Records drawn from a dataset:
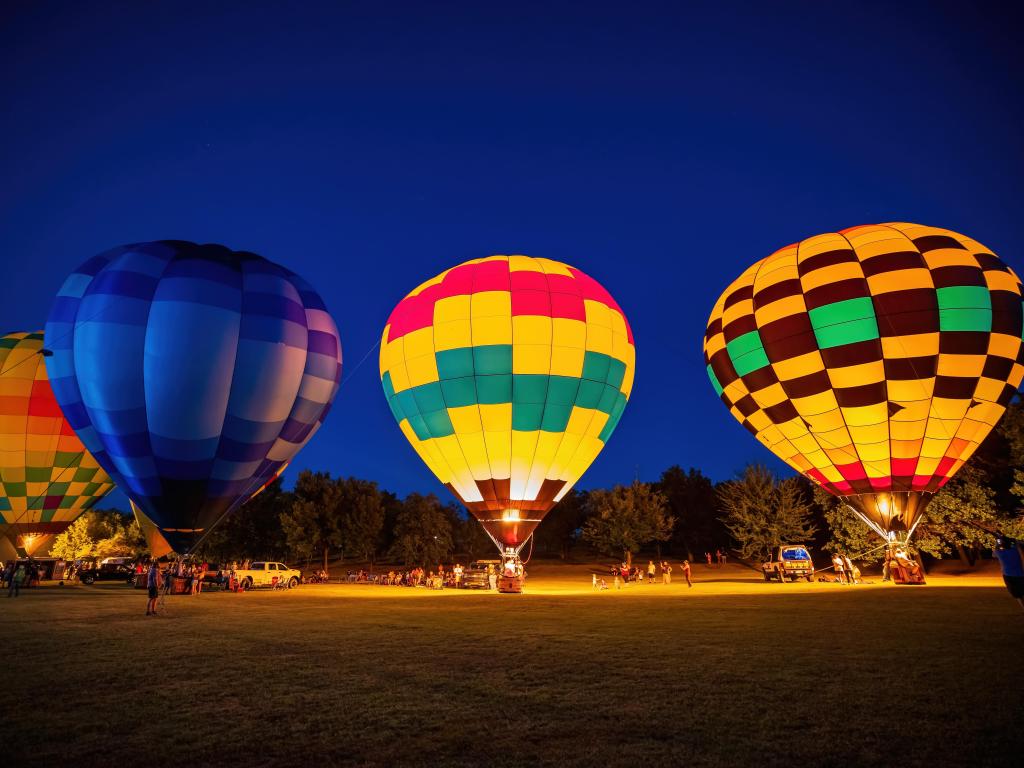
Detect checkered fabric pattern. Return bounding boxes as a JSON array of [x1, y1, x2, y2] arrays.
[[704, 223, 1024, 535], [0, 331, 114, 546], [380, 256, 635, 548], [45, 242, 342, 553]]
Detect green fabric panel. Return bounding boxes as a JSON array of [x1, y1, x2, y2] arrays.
[[422, 409, 455, 438], [54, 451, 80, 468], [26, 467, 51, 483], [512, 402, 545, 431], [726, 329, 771, 376], [597, 383, 620, 414], [575, 379, 605, 409], [48, 482, 69, 495], [540, 403, 573, 432], [513, 374, 549, 404], [599, 392, 629, 442], [40, 509, 55, 522], [813, 318, 880, 349], [83, 483, 100, 496], [387, 397, 405, 424], [472, 344, 513, 375], [407, 413, 431, 441], [582, 350, 611, 382], [440, 377, 477, 408], [411, 382, 445, 413], [73, 467, 97, 482], [58, 496, 74, 509], [546, 376, 579, 405], [5, 482, 26, 497], [939, 308, 992, 333], [707, 363, 724, 396], [606, 358, 627, 389], [0, 496, 10, 511], [936, 285, 992, 311], [0, 337, 18, 349], [436, 347, 474, 379], [809, 296, 880, 349], [381, 371, 395, 400], [395, 390, 419, 420], [475, 374, 513, 404]]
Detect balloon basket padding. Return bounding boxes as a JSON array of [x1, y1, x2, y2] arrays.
[[497, 575, 526, 593]]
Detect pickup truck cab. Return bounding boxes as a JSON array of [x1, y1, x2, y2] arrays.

(What is required)
Print each record exactly as it stands, omitting the pictures.

(Solution for this problem)
Detect checkered fabric pattern. Return bounding boxes as a JSON array of [x1, y1, x2, y2] arrays.
[[704, 223, 1024, 535], [0, 331, 114, 546], [380, 256, 635, 548], [45, 242, 342, 553]]
Detect green fabric panel. Return bounding boxes as a JSON array of [x1, y1, x2, y2] arrays.
[[422, 409, 455, 438], [54, 451, 80, 468], [26, 467, 51, 483], [512, 402, 545, 431], [726, 329, 771, 376], [597, 383, 620, 414], [575, 379, 605, 409], [48, 482, 69, 495], [540, 403, 573, 432], [513, 374, 549, 404], [599, 392, 629, 442], [40, 509, 55, 522], [813, 318, 880, 349], [83, 483, 100, 496], [387, 397, 405, 424], [472, 344, 513, 375], [407, 413, 431, 441], [582, 350, 611, 382], [440, 377, 477, 408], [411, 382, 445, 413], [73, 467, 97, 482], [58, 496, 74, 509], [546, 376, 579, 405], [5, 482, 26, 497], [939, 308, 992, 333], [707, 363, 724, 396], [606, 358, 627, 389], [0, 496, 10, 511], [936, 285, 992, 311], [0, 337, 18, 349], [436, 347, 474, 379], [809, 296, 880, 349], [381, 371, 395, 400], [395, 390, 419, 420], [475, 374, 513, 404]]
Detect balloon basket padding. Return bounding boxes as a JSON array of [x1, y1, x2, y2] arrays.
[[497, 575, 526, 593]]
Detect pickup truck cab. Return bounding boxes as a JSON array of [x1, y1, x2, y2] arrays.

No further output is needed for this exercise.